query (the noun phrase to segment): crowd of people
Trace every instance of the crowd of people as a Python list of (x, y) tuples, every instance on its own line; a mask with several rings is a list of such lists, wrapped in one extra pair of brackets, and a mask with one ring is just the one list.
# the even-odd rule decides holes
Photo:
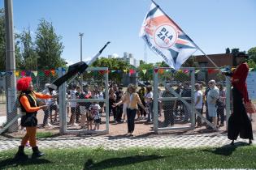
[[(45, 95), (50, 95), (46, 83)], [(172, 88), (179, 96), (189, 104), (185, 104), (180, 100), (162, 100), (165, 97), (176, 97), (170, 91)], [(54, 91), (52, 95), (57, 95)], [(132, 95), (133, 94), (133, 95)], [(136, 94), (136, 95), (135, 95)], [(192, 112), (192, 84), (184, 82), (177, 85), (167, 84), (163, 87), (158, 87), (158, 113), (159, 126), (173, 126), (177, 123), (192, 122), (191, 118), (195, 117), (196, 127), (206, 125), (207, 129), (211, 127), (204, 122), (201, 117)], [(136, 87), (129, 84), (124, 87), (115, 83), (109, 84), (109, 113), (111, 123), (128, 124), (128, 133), (132, 134), (134, 121), (140, 121), (145, 123), (152, 123), (154, 121), (153, 89), (151, 85)], [(98, 85), (72, 84), (67, 91), (67, 99), (105, 99), (105, 88)], [(207, 86), (203, 83), (194, 84), (194, 108), (197, 113), (203, 115), (210, 122), (217, 127), (224, 125), (226, 121), (225, 103), (226, 91), (222, 83), (210, 80)], [(46, 99), (44, 104), (49, 105), (44, 110), (42, 127), (51, 126), (59, 123), (59, 104), (56, 99)], [(69, 117), (67, 125), (70, 126), (80, 126), (80, 129), (88, 130), (99, 130), (102, 124), (102, 117), (106, 116), (106, 103), (101, 102), (76, 102), (70, 101), (67, 104), (67, 114)], [(192, 117), (194, 114), (194, 117)], [(252, 119), (251, 119), (252, 121)], [(48, 122), (49, 121), (49, 122)], [(131, 125), (132, 124), (132, 125)], [(93, 127), (93, 125), (94, 126)], [(79, 128), (79, 127), (78, 127)]]
[[(49, 95), (47, 87), (42, 91)], [(167, 84), (164, 89), (158, 88), (158, 113), (160, 125), (163, 127), (172, 126), (175, 123), (191, 122), (191, 97), (192, 85), (188, 82), (180, 83), (177, 86)], [(178, 95), (184, 99), (190, 105), (184, 104), (180, 100), (161, 100), (165, 97), (175, 97), (170, 91), (172, 88)], [(206, 114), (206, 119), (216, 126), (223, 126), (225, 121), (225, 100), (226, 92), (221, 83), (216, 83), (210, 80), (208, 86), (202, 83), (194, 84), (194, 108), (202, 113)], [(56, 95), (54, 91), (53, 95)], [(109, 113), (111, 122), (114, 124), (134, 122), (134, 121), (145, 121), (152, 123), (154, 121), (153, 89), (150, 85), (137, 87), (130, 84), (127, 88), (117, 83), (109, 85)], [(133, 95), (132, 95), (133, 94)], [(136, 95), (135, 95), (136, 94)], [(67, 99), (105, 99), (106, 91), (103, 87), (97, 85), (85, 85), (83, 87), (72, 84), (67, 91)], [(45, 117), (43, 127), (50, 126), (57, 121), (59, 106), (56, 99), (45, 100), (45, 104), (50, 105), (44, 110)], [(131, 105), (132, 104), (132, 105)], [(132, 109), (131, 109), (132, 108)], [(80, 129), (95, 130), (99, 130), (102, 123), (102, 117), (106, 114), (106, 103), (104, 102), (67, 102), (67, 113), (70, 117), (67, 123), (71, 126), (80, 126)], [(53, 115), (53, 112), (54, 114)], [(131, 118), (131, 115), (132, 117)], [(204, 125), (201, 117), (196, 116), (197, 127)], [(50, 123), (48, 122), (50, 117)], [(161, 118), (162, 117), (162, 118)], [(92, 125), (94, 124), (93, 128)], [(207, 126), (208, 129), (210, 127)], [(128, 127), (128, 129), (131, 129)], [(128, 130), (129, 134), (133, 132)]]

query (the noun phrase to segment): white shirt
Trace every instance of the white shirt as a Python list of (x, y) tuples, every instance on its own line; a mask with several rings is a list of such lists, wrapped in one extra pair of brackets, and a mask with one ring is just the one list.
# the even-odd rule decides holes
[[(76, 99), (76, 94), (77, 91), (74, 91), (74, 90), (71, 90), (70, 91), (70, 96), (71, 99)], [(70, 107), (72, 108), (76, 108), (76, 102), (70, 102)]]
[(98, 104), (93, 104), (89, 106), (89, 110), (92, 112), (92, 114), (95, 119), (99, 119), (101, 115), (99, 113), (99, 110), (101, 109), (101, 107)]
[[(198, 96), (200, 96), (200, 100), (199, 100), (198, 104), (196, 104), (196, 102), (197, 100)], [(196, 109), (201, 109), (202, 108), (202, 91), (195, 91), (194, 98), (195, 98), (195, 108)]]
[[(41, 93), (44, 94), (44, 95), (50, 95), (50, 91), (49, 91), (48, 89), (43, 90), (43, 91)], [(45, 103), (46, 103), (46, 105), (49, 106), (49, 105), (51, 104), (50, 99), (46, 99), (44, 100), (45, 100)]]
[[(153, 92), (150, 91), (150, 92), (145, 94), (145, 98), (150, 98), (150, 99), (145, 99), (145, 102), (146, 102), (146, 103), (151, 102), (151, 101), (152, 101), (151, 100), (153, 99)], [(151, 99), (151, 100), (150, 100), (150, 99)]]

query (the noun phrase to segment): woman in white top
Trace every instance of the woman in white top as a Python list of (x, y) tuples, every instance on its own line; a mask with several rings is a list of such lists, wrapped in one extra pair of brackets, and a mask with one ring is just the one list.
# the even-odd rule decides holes
[(145, 87), (145, 107), (149, 108), (147, 121), (151, 121), (154, 117), (153, 116), (153, 92), (152, 92), (151, 86), (147, 86)]
[(134, 131), (134, 119), (136, 117), (137, 110), (138, 108), (137, 104), (145, 110), (145, 108), (142, 104), (139, 95), (136, 92), (136, 86), (133, 84), (129, 84), (128, 87), (128, 92), (126, 93), (124, 100), (114, 104), (113, 107), (120, 105), (121, 104), (128, 104), (127, 108), (127, 125), (128, 125), (128, 135), (133, 136)]

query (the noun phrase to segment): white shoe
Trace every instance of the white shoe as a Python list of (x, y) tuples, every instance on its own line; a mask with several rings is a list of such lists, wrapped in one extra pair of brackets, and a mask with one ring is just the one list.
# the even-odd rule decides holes
[(48, 123), (47, 125), (50, 126), (50, 127), (53, 126), (53, 125), (51, 125), (50, 123)]

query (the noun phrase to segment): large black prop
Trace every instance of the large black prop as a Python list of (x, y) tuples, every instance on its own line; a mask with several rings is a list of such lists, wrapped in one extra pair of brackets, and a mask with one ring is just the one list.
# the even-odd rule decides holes
[(49, 86), (49, 91), (52, 91), (53, 90), (57, 90), (63, 83), (67, 81), (69, 79), (75, 75), (79, 75), (84, 73), (84, 71), (87, 69), (87, 67), (91, 65), (102, 53), (104, 49), (110, 44), (108, 41), (101, 50), (93, 57), (91, 61), (88, 64), (85, 62), (80, 62), (75, 63), (68, 67), (67, 72), (63, 75), (62, 77), (56, 79), (51, 85)]

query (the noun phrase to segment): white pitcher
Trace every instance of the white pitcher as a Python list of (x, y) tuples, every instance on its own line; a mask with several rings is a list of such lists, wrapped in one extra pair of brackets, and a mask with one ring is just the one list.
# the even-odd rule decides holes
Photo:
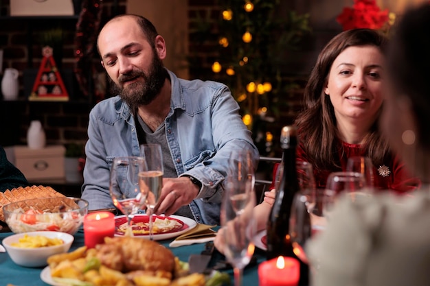
[(42, 149), (46, 144), (46, 136), (38, 120), (32, 120), (27, 131), (27, 144), (30, 149)]
[(18, 70), (12, 68), (5, 69), (5, 74), (1, 80), (1, 93), (4, 100), (16, 100), (19, 93)]

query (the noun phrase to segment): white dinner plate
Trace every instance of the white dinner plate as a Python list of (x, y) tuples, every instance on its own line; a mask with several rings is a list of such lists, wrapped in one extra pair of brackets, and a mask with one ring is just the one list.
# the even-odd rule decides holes
[(256, 235), (253, 239), (254, 245), (258, 248), (262, 249), (263, 250), (267, 250), (266, 245), (262, 241), (263, 237), (266, 236), (266, 230), (261, 230), (260, 232), (257, 233), (257, 235)]
[(64, 284), (58, 283), (52, 279), (51, 276), (51, 269), (49, 266), (47, 266), (41, 272), (41, 279), (42, 281), (45, 282), (46, 284), (49, 284), (52, 286), (68, 286)]
[[(164, 217), (162, 215), (158, 216), (159, 217)], [(179, 222), (181, 222), (183, 224), (183, 225), (182, 226), (182, 227), (178, 230), (176, 230), (174, 231), (172, 231), (172, 232), (169, 232), (169, 233), (159, 233), (159, 234), (155, 234), (154, 235), (154, 240), (163, 240), (163, 239), (171, 239), (171, 238), (174, 238), (177, 237), (179, 237), (179, 235), (181, 235), (181, 234), (183, 234), (183, 233), (185, 233), (188, 230), (190, 230), (190, 229), (192, 229), (196, 227), (196, 226), (197, 225), (197, 223), (194, 220), (194, 219), (191, 219), (190, 218), (188, 217), (181, 217), (180, 215), (170, 215), (168, 217), (168, 218), (172, 218), (172, 219), (177, 219), (177, 221), (179, 221)], [(123, 222), (124, 222), (124, 219), (126, 219), (126, 215), (119, 215), (117, 217), (115, 217), (115, 224), (122, 224), (123, 223)], [(146, 219), (146, 221), (148, 221), (148, 215), (144, 215), (144, 214), (137, 214), (136, 215), (135, 215), (135, 217), (133, 218), (133, 220), (135, 220), (137, 222), (139, 222), (139, 220), (142, 220), (142, 219)], [(122, 235), (118, 235), (117, 233), (115, 233), (115, 237), (122, 237)], [(139, 238), (145, 238), (145, 239), (149, 239), (149, 235), (135, 235), (135, 237), (139, 237)]]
———
> **Aim of the exercise**: Retype every row from the start down through the line containing "127), (78, 127)]]", with both ends included, and leave the pictures out of your answer.

> **Expected answer**:
query (the noun phrase to segment): crowd of people
Trace every instance of the crowd of people as a Python list of (x, y) tuples, every instance on its own line; a mask with several rings is a list of such lists, wrapped in one extra pair of brackets, and a mask with one ring is just the one list.
# the even-odd rule decides holes
Photo:
[[(45, 95), (50, 95), (46, 83)], [(172, 88), (179, 96), (189, 104), (185, 104), (180, 100), (162, 100), (165, 97), (176, 97), (170, 91)], [(54, 91), (52, 95), (57, 95)], [(132, 95), (133, 94), (133, 95)], [(136, 94), (136, 95), (135, 95)], [(192, 112), (192, 84), (184, 82), (177, 85), (167, 84), (163, 87), (158, 87), (158, 113), (159, 126), (173, 126), (177, 123), (192, 122), (191, 118), (195, 117), (196, 127), (206, 125), (207, 129), (211, 127), (204, 122), (201, 117)], [(136, 87), (129, 84), (124, 87), (115, 83), (109, 84), (109, 113), (111, 123), (128, 124), (128, 133), (132, 134), (134, 121), (140, 121), (145, 123), (152, 123), (154, 121), (153, 89), (151, 85)], [(98, 85), (72, 84), (67, 91), (67, 99), (105, 99), (105, 88)], [(207, 86), (203, 83), (194, 84), (194, 108), (197, 113), (203, 115), (210, 122), (217, 127), (224, 125), (226, 121), (225, 103), (226, 91), (222, 83), (210, 80)], [(46, 99), (44, 104), (49, 105), (44, 110), (42, 127), (51, 126), (59, 123), (59, 104), (56, 99)], [(69, 117), (67, 125), (70, 126), (80, 126), (80, 129), (88, 130), (99, 130), (102, 124), (102, 117), (106, 116), (106, 103), (101, 102), (76, 102), (70, 101), (67, 104), (67, 114)], [(192, 117), (194, 114), (194, 117)], [(252, 119), (251, 119), (252, 121)], [(48, 122), (49, 121), (49, 122)], [(131, 125), (132, 124), (132, 125)], [(93, 127), (93, 125), (94, 126)], [(79, 128), (79, 127), (78, 127)]]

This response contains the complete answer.